Prompt »
Please transcribe every record below exactly as it appears.

[[ Task data, beginning ]]

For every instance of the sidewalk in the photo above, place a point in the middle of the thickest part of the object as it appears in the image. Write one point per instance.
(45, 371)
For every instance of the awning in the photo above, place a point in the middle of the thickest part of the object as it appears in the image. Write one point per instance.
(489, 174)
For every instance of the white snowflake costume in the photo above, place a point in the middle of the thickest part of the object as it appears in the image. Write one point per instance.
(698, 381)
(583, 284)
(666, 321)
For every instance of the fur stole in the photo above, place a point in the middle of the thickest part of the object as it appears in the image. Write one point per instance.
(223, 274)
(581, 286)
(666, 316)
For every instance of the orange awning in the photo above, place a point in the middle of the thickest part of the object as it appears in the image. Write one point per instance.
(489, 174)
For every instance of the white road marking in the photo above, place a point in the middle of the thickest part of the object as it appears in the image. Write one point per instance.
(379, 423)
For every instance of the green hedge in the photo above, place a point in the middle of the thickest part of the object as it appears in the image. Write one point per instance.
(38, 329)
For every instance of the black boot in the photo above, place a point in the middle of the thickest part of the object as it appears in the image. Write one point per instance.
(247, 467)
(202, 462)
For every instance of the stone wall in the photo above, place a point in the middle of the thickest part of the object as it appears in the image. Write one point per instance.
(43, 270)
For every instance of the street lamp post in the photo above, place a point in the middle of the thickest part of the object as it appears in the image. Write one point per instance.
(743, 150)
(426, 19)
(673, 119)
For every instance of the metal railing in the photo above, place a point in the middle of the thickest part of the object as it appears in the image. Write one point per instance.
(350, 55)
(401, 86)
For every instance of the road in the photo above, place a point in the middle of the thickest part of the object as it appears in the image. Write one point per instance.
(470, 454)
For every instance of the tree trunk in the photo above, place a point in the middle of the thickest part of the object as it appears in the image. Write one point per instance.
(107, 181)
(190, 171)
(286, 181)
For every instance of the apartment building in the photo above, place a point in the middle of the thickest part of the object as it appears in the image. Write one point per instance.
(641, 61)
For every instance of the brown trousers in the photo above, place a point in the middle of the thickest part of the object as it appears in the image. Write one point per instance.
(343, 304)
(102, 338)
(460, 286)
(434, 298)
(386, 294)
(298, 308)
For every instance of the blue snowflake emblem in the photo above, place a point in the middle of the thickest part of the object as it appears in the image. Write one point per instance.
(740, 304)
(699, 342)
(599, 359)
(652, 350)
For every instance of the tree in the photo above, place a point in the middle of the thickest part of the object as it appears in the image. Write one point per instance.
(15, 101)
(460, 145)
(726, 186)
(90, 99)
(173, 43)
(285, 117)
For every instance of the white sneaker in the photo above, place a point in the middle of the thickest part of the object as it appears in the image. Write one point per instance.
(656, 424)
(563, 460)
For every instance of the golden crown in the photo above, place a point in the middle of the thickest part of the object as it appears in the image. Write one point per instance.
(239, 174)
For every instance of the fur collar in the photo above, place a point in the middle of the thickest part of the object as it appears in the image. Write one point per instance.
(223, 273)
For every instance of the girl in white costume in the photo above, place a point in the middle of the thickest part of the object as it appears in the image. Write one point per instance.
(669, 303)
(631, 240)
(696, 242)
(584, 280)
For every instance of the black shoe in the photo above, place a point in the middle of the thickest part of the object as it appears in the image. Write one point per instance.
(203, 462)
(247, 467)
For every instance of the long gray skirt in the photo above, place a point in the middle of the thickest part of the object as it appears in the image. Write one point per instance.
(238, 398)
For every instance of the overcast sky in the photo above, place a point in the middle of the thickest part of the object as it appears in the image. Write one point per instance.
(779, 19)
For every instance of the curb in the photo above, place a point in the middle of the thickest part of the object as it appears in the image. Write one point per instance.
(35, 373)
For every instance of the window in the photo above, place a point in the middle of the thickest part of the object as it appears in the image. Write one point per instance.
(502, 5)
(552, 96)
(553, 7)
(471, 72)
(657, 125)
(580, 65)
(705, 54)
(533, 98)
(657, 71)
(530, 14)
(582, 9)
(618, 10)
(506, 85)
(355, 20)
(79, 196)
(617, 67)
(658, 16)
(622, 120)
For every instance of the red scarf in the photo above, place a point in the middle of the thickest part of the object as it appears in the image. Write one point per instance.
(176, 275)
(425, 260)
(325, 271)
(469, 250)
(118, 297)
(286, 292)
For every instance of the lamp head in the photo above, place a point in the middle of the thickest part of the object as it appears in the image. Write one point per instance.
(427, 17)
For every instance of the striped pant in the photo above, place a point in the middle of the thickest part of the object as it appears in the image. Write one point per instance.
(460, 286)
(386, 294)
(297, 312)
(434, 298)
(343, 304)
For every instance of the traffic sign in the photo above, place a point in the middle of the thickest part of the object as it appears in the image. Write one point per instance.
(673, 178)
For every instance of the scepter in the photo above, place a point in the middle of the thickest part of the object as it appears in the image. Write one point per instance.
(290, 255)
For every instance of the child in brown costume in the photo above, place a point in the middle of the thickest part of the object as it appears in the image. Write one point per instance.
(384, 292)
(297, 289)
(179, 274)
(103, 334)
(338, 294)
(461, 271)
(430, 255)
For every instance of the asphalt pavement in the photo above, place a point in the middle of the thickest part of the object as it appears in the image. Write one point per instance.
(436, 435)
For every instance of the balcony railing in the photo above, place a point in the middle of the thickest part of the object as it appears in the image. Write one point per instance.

[[ Task data, end ]]

Task result »
For every instance of the sidewalk in the photo above, place a point in the middle of the thickest part of the object as it appears in the image. Write one point per instance.
(45, 371)
For every instance of the awning in the photo above, place a point in the middle of the thickest part of the object as it appears in the image. Write one point per instance.
(489, 174)
For every instance of the white snowflake costume in the photo above, place a point in the middle of the thickest part of the object as it appears in the image. Write one point per instance.
(698, 381)
(583, 284)
(666, 321)
For every instance of the fur stole in the photo above, place a point in the middle of the thickest part of the object as it appears in the image. Write one point per instance.
(223, 274)
(581, 286)
(666, 316)
For every instance of the orange awning in the photo above, place a point in the middle of the thickest part of the object as it appears in the image. Write one point per instance.
(489, 174)
For every instance of the white road marking in the photo above, place a point in the middle of the thickest part of the object as it appears in the image. Write one point per instance.
(379, 423)
For every instance of the green hedge in the photo above, place a point in the middle of the thickest part of the object as it appears in the image. Write one point per instance.
(38, 329)
For every instance of the black boot in the photo above, place a point in the middle of the thickest part of the object as it appears in the image. Write one point per instance.
(247, 467)
(202, 462)
For every instance of the stone wall in the photo above, place a point in the middle of the thickest part of the object as it appears in the image. Write one point per instance.
(43, 270)
For every instance of the street lamp post in the photo above, place a point in the middle of the thickest part of the object as it appears in the image. Write one point per instance.
(743, 150)
(426, 19)
(673, 119)
For every instance of the metal railing in the photo above, place a point in the middle of the thickest part of the object as it appears in the image. Write one point per instance.
(350, 55)
(401, 86)
For every instance of the road in the photo above, place a point in the middle of the thickest part of the object as it appears in the image. Write one point per instance.
(470, 454)
For every instance of the tree trunk in the photo above, place a point in the middle of the thickest part of the object as it appears in the image. Write one point per instance.
(107, 181)
(190, 171)
(286, 181)
For every instance of the apartment building in the photo above, place a point in the middle of the thickest part of the object as it appears in the image. Write one point per instance.
(641, 61)
For every instance of the brown trousers in the photo above, place a point in the middle of the thickest part of the object as it appears in the image. Write one point per instance.
(343, 304)
(102, 338)
(460, 286)
(434, 298)
(386, 294)
(298, 308)
For every instance of the blue snowflake emblem in the photo above, place a point in the middle of the thickest part of the object as it appears in the image. Write one point per instance.
(740, 304)
(699, 342)
(599, 359)
(652, 350)
For every instance of the tree in the photo above, place a point in the middle of the thickest part of the object as it appears in the image. Write one point per instance.
(15, 101)
(460, 145)
(726, 186)
(90, 99)
(173, 43)
(285, 117)
For every instance of the white sneaker in the photo above, place a point in the middle of the thickest part of the object as it appears in the image. Write one point per instance.
(656, 424)
(563, 460)
For every instance of the golden crown in the photo above, place a point in the middle of the thickest part of the object as it appears in the image. Write one point per instance.
(239, 174)
For every instance of the fur collar in the photo above, place a point in the middle of the thickest part of the object as it appears in the image. Write one point per instance.
(223, 273)
For every instance of the girl in white costume in the photo above, place a point in the middle of the thickest part of the object as it appears in the image. Write one point per instance.
(669, 303)
(631, 240)
(696, 242)
(584, 280)
For every instance of the black shoe in the photo above, place a point in the middle of the thickest part of the object as it appears in the image. Write one point per instance.
(203, 462)
(247, 467)
For every instance of the long gray skirt in the photo above, place a point in the middle of the thickest part of the object as it appears in the image. Write one point per instance.
(238, 398)
For every instance of the overcast sky in the photo above, place a point in the middle of the thickest part of the object as it appears in the image. Write one point per instance.
(779, 19)
For every instance of the curb in the photo above, place a point in the middle of the thickest part of the object as it appears in the image. Write one point per instance.
(35, 373)
For every instance of the window in the photo above, place a point in the middle of the thickest part of the object as it appears in the image. Write one point per instance.
(502, 5)
(552, 96)
(553, 7)
(471, 72)
(657, 125)
(580, 65)
(705, 54)
(533, 98)
(657, 71)
(530, 14)
(582, 9)
(618, 10)
(506, 85)
(355, 20)
(79, 196)
(617, 67)
(658, 16)
(622, 120)
For every instance of the red scarf in the photo above, place a point in the middle of the thickest part of the object as it appears in the image. Write one point per instance.
(176, 275)
(425, 260)
(325, 271)
(469, 250)
(118, 297)
(286, 292)
For every instance of the lamp head in the photo above, place a point in the middle of the thickest part of the object as it appears in the image. Write one point per instance.
(427, 17)
For every instance of the striped pant in the photo above, place a point in the middle of the thickest part of the object as it appears in the image. Write one point per instance.
(460, 286)
(386, 294)
(297, 312)
(434, 298)
(343, 304)
For every instance of the traffic sign in the photo above, place a point in the middle of the thickest part of the object as it appears in the image. Write one point per instance.
(673, 178)
For every instance of the scepter in the photo above, place a point in the middle of the thickest part of the object as it appears in the image. Write one point per instance.
(290, 255)
For every instance of the child in brown costume in the photo above, place a point in the middle of the thickest part of the object as it appears in the image. Write one point per instance.
(384, 292)
(297, 289)
(179, 274)
(103, 334)
(338, 294)
(461, 271)
(430, 255)
For every instance of the asphalt pavement in the photo above, place a point in the middle of the thickest part of the object as it appears in the image. Write one point per instance.
(436, 435)
For every instance of the balcony railing in the photo above, place a point in the middle of the thickest part of the object as it appears in the image. Write one point per instance.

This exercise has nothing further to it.